### Data shown:
────────────────────
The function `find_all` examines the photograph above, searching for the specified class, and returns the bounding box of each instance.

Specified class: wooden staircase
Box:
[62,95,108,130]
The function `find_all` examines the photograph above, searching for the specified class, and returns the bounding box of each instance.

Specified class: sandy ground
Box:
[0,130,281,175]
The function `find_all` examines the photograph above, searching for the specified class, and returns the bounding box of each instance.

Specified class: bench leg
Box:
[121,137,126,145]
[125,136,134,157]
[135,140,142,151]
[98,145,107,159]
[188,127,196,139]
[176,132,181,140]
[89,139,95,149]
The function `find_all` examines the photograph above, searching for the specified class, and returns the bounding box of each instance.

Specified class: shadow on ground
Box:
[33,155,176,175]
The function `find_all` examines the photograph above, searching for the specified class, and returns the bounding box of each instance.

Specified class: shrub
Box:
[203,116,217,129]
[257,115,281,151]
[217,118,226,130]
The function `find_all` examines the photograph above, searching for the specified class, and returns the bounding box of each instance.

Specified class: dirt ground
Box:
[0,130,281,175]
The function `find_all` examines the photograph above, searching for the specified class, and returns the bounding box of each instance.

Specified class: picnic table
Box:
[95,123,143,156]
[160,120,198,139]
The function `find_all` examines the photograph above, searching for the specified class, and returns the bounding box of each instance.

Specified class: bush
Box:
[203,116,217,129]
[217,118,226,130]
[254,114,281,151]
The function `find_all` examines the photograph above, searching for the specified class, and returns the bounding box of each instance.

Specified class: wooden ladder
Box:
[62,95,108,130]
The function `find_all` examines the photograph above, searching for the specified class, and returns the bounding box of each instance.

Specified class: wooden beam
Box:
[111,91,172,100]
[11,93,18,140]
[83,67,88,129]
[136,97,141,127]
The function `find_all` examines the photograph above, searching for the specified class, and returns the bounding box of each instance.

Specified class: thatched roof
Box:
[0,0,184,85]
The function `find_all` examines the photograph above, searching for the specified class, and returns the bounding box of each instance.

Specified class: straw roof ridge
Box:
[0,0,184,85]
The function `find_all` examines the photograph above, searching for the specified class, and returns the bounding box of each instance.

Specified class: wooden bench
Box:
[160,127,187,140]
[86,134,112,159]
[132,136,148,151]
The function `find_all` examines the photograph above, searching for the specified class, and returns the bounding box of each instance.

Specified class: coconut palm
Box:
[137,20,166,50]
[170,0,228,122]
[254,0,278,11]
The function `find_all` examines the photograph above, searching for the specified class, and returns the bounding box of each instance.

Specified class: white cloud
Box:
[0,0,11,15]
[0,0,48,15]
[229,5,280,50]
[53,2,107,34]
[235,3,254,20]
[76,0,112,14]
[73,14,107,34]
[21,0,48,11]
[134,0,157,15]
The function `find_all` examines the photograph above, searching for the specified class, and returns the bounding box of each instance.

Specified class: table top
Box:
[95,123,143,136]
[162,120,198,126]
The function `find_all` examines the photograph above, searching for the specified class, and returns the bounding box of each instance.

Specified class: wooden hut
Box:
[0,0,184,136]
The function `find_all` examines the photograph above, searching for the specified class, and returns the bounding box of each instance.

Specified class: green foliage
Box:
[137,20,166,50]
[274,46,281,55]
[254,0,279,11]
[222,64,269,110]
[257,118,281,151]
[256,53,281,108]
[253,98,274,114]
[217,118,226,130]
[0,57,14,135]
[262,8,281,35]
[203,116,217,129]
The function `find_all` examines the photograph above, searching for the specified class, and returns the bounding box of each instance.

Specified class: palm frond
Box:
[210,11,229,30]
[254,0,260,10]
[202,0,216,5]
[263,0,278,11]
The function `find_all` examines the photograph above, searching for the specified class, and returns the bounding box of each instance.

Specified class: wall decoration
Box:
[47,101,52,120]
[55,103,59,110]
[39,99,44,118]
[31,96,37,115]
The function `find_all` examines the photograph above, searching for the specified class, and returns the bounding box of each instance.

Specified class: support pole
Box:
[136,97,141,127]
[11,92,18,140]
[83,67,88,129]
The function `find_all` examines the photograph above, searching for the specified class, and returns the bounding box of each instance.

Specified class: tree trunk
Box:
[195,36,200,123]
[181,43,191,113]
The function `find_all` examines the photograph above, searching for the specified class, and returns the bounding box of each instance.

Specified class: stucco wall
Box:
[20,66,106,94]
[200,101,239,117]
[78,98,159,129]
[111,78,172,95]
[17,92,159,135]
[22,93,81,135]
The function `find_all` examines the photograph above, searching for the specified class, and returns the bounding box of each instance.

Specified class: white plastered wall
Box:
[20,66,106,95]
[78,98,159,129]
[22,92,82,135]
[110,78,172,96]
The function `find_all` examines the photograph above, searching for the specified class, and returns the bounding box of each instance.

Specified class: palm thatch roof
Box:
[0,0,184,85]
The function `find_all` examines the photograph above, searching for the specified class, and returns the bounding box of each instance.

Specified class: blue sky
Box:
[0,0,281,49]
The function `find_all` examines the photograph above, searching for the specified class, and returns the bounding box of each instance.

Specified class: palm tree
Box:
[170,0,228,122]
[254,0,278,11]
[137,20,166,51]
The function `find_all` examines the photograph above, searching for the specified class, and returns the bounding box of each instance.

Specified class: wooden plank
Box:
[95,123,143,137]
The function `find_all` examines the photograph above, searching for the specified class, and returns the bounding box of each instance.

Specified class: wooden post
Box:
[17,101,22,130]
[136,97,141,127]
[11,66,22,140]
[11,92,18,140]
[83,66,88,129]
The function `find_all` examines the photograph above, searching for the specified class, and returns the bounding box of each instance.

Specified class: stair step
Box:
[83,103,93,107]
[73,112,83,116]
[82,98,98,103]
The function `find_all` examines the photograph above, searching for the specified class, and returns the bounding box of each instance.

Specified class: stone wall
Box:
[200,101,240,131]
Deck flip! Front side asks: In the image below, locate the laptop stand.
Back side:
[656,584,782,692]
────────────────────
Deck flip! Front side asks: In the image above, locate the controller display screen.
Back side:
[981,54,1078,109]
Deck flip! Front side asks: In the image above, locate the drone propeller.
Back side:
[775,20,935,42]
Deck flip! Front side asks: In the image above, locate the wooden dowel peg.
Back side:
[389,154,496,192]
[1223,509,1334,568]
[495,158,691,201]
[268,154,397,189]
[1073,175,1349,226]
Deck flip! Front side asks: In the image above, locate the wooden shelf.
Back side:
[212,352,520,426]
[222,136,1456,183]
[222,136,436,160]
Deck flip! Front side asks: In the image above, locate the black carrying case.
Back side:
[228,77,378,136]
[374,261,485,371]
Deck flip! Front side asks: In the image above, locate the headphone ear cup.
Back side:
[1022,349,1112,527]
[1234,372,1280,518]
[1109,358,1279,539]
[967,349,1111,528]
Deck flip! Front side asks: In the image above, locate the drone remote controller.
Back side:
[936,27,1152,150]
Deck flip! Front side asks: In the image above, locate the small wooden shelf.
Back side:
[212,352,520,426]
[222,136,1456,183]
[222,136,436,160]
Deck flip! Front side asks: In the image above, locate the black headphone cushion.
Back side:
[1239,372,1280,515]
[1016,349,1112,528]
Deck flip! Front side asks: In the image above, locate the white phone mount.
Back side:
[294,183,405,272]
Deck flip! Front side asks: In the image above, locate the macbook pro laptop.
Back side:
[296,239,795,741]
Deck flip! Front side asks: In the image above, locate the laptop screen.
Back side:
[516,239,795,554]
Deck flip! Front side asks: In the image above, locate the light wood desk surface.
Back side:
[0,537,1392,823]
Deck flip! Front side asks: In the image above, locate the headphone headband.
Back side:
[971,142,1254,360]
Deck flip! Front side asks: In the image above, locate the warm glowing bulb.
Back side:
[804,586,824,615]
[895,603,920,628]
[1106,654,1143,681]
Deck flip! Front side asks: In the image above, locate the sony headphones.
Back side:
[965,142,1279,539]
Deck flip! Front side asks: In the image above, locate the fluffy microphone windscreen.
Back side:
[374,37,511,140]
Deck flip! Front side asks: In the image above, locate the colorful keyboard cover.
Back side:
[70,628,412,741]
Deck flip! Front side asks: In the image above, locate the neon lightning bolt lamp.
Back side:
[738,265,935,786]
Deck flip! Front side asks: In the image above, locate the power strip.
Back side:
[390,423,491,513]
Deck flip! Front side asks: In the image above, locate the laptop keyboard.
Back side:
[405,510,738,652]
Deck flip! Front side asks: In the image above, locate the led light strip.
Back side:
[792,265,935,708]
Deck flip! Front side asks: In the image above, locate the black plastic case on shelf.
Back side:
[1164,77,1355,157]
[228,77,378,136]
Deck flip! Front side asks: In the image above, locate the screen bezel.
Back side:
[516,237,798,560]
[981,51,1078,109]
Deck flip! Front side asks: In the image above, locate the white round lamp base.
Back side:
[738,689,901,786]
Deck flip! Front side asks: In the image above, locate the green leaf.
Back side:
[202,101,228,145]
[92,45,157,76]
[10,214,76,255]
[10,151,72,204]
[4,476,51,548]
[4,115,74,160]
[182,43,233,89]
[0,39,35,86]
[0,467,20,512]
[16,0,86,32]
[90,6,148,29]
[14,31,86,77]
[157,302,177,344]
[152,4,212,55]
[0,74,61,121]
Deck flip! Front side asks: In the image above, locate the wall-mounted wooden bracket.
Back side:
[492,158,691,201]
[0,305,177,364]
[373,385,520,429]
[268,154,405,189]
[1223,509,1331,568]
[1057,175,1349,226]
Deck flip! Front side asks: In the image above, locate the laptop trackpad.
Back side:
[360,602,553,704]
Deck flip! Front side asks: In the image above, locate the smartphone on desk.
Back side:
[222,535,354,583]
────────────────────
### Given instruction:
Please lay out the rows from the line containing "fluffy microphone windscreen." through the line containing "[738,689,901,786]" as a two-column CSV with the headers front and back, giving one line per row. Put each row's front text and its answer each in a single quoted field, with line breaks turned into spaces.

### Written reply:
front,back
"Deck flip! Front side asks: In the image above, locate the fluffy microphone windscreen. Back side:","[374,37,511,140]"
"Deck flip! Front side asks: In the image above, locate the colorful keyboard cover. Back side:","[70,628,412,741]"
"Deck flip! Front side asks: In the image above, locate the neon lightning bolt lamp. Back side:","[738,265,935,786]"
"Deck flip! Front side asks: In the image above, locate the power strip. Back side:","[390,423,491,513]"
"Deck flip! Front side asks: In the image above, locate the laptop keyboard. Back side:","[405,510,738,652]"
"Deck flip! Front side asks: In the image above, locate the led light strip. Back side:","[792,265,935,708]"
"Deck flip! Front side asks: In the image above, locate the black plastic case on shelf. Back side:","[1164,77,1355,157] [228,77,378,136]"
"Deck flip! Front side asks: In the image above, locate the screen bezel. Back side:","[516,237,798,560] [981,51,1078,109]"
"Deck flip! Front side asks: In the image above, locate the white round lamp base. Back side:","[738,689,901,786]"